▸ **Selected extract**:

-- begin --

10.104 In this way, it has been possible to compile a unique, authoritative and up-to-date pool of knowledge in this special field of government activity and policy. The second main objective of the WPDM is to formulate, where possible and relevant, leading practices based on discussions among OECD debt managers in this highly specialized area of government policy. Over the last decade, the WPDM has achieved a singular international status in the international community of debt managers, while its activities have resulted in a set of leading practices that function de facto as global standards. The second pillar of the WPDM’s medium-term strategy is to develop further the set of leading practices and to disseminate them in an efficient fashion to a global audience.
10.105 Information about leading practices related to government debt management policy as well as primary and secondary debt market operations have been shared with debt managers from emerging market economies. To that end, the WPDM initiated in 1990 a policy dialogue with “transition” countries and, later on, with emerging markets in several regional and global policy forums.40 As a result, the WPDM’s pool of knowledge has become valuable for the debt managers and other financial policymakers from emerging market economies when they design and implement policies. The third main objective of the WPDM is to share this knowledge with policy makers from emerging debt markets via both dedicated WPDM global policy forums and outreach programs. At global Forums public debt managers from the OECD area discuss in an in-depth fashion OECD practices and policies with their counterparts from non-OECD countries. Forum meetings serve also as opportunities for in-depth follow-up discussions of topics that have been discussed by the WPDM. Accordingly, the third pillar of the WPDM’s medium-term strategy is to strengthen and streamline the existing two global forums.41 It is also envisaged to deepen and extend the relations with non-OECD debt managers and other relevant multilateral organizations.
10.106 The OECD compiles and disseminates central government debt data for OECD countries and central government debt data for African countries.42
b. Central Government Debt: Statistical Yearbook for OECD countries
10.107 OECD’s Central Government Debt: Statistical Yearbook constitutes an annual release of a comprehensive set of data on central government debt of the OECD member countries. The Yearbook, published on the responsibility of the Secretary General of the OECD, is designed to meet the analytical requirements of users such as policymakers, debt management experts, and market analysts.
10.108 The focus of the publication and the underlying electronic database is to:
Provide comprehensive quantitative information on marketable and nonmarketable central government debt instruments in all OECD member countries; and
Present the borrowing requirements of governments to finance their budget deficits, with the aim of meeting the analytical needs of users such as policymakers, debt management experts and market analysts. More specifically, the Central Government Debt Statistical Yearbook includes information for OECD countries on:
Outstanding amounts by instrument;
Gross and net issues of marketable and non-marketable debt of central governments, by instrument;
Duration and average term-to-maturity of domestic, external, and total debt;
Outstanding amounts by type of investors (resident and nonresident).

-- end --

▸ **Data extract**:

-- begin --

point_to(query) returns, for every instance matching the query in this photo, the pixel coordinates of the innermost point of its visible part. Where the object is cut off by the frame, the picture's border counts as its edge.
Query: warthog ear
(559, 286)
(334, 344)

-- end --

▸ **Stated problem 1**: According to the text on OECD government debt management, in what year did the WPDM begin its policy dialogue with "transition" countries?
▸ **Stated problem 2**: Continue the text on OECD government debt management from the point where it stops.

▸ **Written reply 1**: 1990.

▸ **Written reply 2**:
10.109 The coverage of the data is limited to central government43 debt issuance and excludes debt of state and local governments, as well as social security funds. The following concepts are used:
Marketable instruments, which consist of money market instruments (Treasury bills, commercial papers and other), bonds (fixed-rate income instruments, further subdivided into short-term, medium-term, and long-term bonds, index-linked bonds, variable-rate notes, and other bonds) with details on the length of maturity of long-term bonds and index-linked bonds. Other information is also provided: total marketable debt held by nonresidents, total marketable debt in foreign currency, the weighted average maturity of marketable debt, and the weighted average yield of marketable debt.
Nonmarketable instruments, which consist of savings bonds and other nonmarketable instruments.
Duration, which is the duration of the central government debt and can be calculated according to the Macaulay duration or the modified duration methods.
Term to maturity, which is the period of time until the redemption or expiration of a financial instrument. For most countries, the maturity structure is a residual maturity, that is, the remaining time until the expiration or the repayment of the instrument. For seven countries (Italy, Japan, Korea, Mexico, Poland, Portugal, and Slovak Republic), it is the original maturity and precise definitions are indicated in the methodological notes.
Nominal value, which is the valuation for recording transactions, that is, the amount that the debtor owes the creditor at any moment in time. If the valuation differs from nominal value, it is indicated in the methodological notes.
10.110 Statistics are derived from national sources based on a questionnaire prepared under the auspices of the OECD Working Party on Government Debt Management. Concepts and definitions are based, where possible, on the SNA93. Individual country data are presented in a comprehensive standard framework to facilitate cross-country comparison.
10.111 Accompanying country policy notes, metadata, describe the details of debt instruments in each country and provide information on the institutional and regulatory framework as well as on selling techniques of debt instruments.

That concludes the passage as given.